━━━━━ Data records ━━━━━

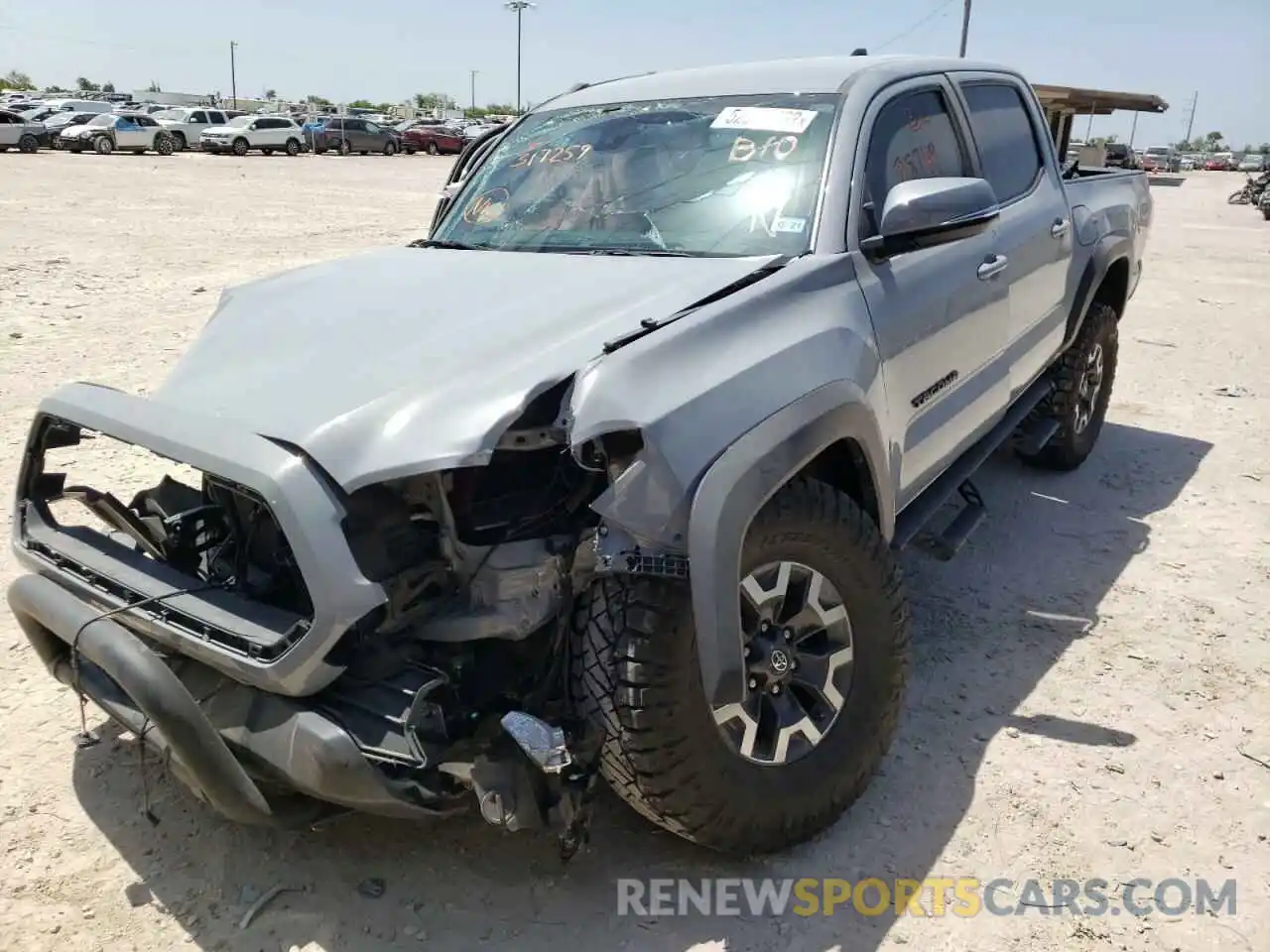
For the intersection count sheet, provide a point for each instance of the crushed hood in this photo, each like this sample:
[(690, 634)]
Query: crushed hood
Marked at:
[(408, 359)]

━━━━━
━━━━━ Data records ━━━━━

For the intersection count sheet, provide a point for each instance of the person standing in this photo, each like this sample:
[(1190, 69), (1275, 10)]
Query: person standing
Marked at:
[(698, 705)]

━━━━━

Stated problem —
Change "count sheet" to "tally sheet" in the lines between the one holding "of the person" and the one holding "[(698, 705)]", inclusive, and give back only those lines with nothing else altered.

Expected answer —
For the intersection tally sheet, provide a point for each instance of the person standing in this photo, each like this sample:
[(1190, 69), (1275, 10)]
Query: person standing
Marked at:
[(698, 705)]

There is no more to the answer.